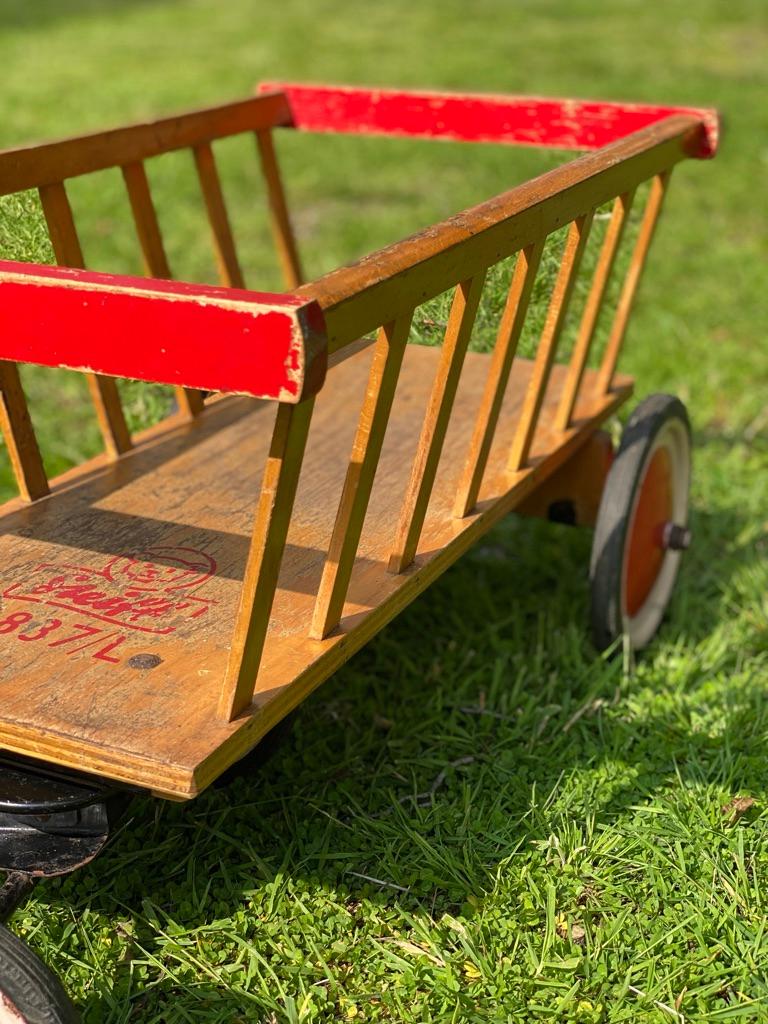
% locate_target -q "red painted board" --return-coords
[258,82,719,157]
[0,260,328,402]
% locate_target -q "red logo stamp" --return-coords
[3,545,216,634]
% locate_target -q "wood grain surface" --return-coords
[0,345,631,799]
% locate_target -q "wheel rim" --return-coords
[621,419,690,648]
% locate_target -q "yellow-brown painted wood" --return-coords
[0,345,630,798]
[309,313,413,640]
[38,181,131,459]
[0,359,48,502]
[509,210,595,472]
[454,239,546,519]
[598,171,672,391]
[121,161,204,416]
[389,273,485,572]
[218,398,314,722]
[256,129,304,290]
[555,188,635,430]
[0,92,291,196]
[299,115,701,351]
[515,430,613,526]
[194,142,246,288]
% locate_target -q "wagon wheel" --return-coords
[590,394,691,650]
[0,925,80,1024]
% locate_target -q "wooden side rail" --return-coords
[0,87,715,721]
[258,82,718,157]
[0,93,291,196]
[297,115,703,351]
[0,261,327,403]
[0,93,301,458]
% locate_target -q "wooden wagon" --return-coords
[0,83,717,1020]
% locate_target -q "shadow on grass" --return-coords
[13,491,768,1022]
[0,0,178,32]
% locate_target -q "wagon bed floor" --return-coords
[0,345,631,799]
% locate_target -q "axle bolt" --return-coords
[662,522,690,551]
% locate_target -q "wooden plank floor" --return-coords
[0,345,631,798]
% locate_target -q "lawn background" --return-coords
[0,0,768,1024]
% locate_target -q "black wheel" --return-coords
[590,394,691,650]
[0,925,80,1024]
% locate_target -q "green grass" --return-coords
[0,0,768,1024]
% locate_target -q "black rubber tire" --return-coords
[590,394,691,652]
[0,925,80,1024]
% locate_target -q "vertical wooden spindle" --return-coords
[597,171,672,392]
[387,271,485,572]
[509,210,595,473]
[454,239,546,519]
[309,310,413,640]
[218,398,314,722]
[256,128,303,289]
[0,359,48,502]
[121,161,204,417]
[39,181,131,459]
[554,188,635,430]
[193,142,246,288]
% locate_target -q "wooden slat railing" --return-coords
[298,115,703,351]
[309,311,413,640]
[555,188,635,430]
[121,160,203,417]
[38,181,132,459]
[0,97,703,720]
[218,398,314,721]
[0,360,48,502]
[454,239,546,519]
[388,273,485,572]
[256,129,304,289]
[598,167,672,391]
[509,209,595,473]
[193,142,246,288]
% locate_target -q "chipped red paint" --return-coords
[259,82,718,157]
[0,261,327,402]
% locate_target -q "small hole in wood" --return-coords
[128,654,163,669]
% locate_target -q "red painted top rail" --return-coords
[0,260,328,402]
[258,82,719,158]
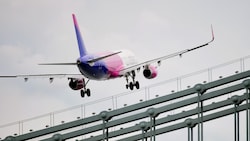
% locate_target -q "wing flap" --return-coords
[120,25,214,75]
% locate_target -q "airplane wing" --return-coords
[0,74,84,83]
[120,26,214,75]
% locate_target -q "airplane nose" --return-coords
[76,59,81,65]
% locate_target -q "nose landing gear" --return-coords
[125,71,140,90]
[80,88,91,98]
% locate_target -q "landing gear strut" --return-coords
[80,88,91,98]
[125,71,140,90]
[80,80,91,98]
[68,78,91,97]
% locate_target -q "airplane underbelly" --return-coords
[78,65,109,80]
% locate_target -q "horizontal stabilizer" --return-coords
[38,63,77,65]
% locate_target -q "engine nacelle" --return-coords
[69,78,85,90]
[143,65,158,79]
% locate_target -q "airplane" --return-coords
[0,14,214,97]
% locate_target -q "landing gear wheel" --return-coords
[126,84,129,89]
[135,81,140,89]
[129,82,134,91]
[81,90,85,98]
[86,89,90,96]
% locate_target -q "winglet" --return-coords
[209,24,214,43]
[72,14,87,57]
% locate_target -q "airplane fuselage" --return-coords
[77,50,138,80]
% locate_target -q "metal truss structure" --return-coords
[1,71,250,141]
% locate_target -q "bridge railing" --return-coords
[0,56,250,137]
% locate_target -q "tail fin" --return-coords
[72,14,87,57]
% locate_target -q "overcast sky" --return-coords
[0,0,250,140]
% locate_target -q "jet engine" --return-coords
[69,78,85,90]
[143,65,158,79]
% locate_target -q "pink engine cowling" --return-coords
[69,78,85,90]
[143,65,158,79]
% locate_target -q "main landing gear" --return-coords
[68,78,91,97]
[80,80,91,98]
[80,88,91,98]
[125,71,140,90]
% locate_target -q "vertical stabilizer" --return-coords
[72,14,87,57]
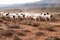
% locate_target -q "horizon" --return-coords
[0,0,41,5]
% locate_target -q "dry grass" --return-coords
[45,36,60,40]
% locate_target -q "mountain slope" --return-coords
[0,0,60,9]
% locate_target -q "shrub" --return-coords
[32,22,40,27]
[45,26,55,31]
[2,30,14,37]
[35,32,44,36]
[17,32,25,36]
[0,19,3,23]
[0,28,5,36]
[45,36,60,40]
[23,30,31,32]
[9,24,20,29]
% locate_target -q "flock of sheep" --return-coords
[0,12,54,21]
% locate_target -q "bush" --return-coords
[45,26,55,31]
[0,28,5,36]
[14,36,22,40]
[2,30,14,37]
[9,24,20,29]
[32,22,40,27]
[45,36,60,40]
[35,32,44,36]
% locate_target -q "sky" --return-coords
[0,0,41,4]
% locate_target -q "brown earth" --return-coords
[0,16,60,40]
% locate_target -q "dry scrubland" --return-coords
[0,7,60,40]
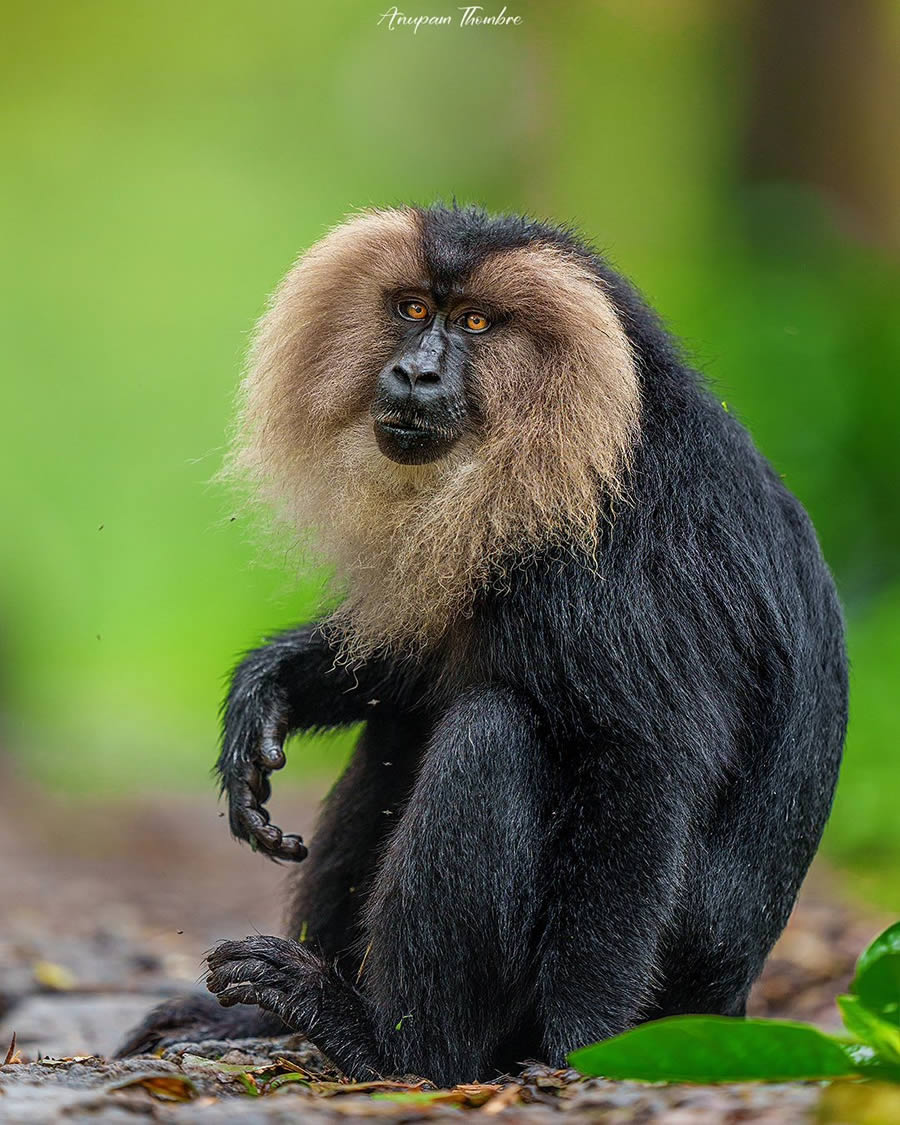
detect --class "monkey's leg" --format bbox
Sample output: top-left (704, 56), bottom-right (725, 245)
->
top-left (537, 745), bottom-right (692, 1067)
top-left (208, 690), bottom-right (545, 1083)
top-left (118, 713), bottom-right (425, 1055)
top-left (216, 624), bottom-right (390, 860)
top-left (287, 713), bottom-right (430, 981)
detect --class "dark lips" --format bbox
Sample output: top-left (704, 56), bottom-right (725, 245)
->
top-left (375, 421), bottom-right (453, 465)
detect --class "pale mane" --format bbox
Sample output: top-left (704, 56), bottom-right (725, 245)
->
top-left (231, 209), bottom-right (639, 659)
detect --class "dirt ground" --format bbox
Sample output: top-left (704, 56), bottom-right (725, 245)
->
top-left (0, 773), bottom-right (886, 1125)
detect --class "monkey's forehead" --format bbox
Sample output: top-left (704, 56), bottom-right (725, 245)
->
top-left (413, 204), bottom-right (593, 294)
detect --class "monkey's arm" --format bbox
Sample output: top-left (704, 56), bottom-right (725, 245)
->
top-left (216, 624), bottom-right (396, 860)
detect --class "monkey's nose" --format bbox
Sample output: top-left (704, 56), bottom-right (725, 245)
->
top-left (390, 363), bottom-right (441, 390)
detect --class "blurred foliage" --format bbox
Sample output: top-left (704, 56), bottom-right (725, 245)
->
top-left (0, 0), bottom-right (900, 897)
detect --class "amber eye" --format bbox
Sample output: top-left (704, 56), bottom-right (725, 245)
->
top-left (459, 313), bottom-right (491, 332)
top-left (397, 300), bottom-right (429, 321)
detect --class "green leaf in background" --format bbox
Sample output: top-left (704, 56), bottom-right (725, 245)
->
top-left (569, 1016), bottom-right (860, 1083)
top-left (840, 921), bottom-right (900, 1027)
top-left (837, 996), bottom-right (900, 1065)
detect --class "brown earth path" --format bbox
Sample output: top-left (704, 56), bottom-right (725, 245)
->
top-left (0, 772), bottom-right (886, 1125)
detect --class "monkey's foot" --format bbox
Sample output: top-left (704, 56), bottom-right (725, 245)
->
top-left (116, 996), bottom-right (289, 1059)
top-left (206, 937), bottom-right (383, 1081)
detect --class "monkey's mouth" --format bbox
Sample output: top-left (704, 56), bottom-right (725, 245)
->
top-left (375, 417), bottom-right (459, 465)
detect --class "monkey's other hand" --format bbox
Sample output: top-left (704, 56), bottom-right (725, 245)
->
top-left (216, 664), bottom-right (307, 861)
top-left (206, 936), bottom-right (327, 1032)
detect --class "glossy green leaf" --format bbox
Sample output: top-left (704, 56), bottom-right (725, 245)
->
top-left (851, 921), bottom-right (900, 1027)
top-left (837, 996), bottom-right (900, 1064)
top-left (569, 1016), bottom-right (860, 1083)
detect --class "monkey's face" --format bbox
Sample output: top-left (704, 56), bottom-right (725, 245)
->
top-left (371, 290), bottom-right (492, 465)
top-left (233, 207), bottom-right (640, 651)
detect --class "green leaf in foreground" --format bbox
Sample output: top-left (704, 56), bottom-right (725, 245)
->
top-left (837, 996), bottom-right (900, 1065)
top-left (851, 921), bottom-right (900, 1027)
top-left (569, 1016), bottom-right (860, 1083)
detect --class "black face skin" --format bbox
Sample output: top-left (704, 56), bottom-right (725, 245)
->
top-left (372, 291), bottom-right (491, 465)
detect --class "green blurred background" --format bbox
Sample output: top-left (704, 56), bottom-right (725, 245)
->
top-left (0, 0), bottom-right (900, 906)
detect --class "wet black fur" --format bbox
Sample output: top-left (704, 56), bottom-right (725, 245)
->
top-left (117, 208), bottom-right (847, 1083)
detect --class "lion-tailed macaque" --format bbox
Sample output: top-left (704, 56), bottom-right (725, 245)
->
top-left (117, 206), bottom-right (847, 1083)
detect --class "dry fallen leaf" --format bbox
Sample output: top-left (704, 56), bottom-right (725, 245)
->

****************

• **GOAL**
Update the records from their start through the line that contains "[621,419,690,648]", inclusive, replacing "red logo stamp" with "red brand mark" and keeping everything else unchanged. Leave the pictures out of your answer.

• **WRITTEN SOLUTION**
% locate_target -q "red painted board" --return-coords
[258,82,719,157]
[0,260,328,402]
% locate_target -q "red brand mark" --return-coords
[3,545,216,634]
% locate_target -q "wood grain surface" --return-coords
[0,345,631,799]
% locate_target -q "wheel rim" --return-coords
[621,419,690,648]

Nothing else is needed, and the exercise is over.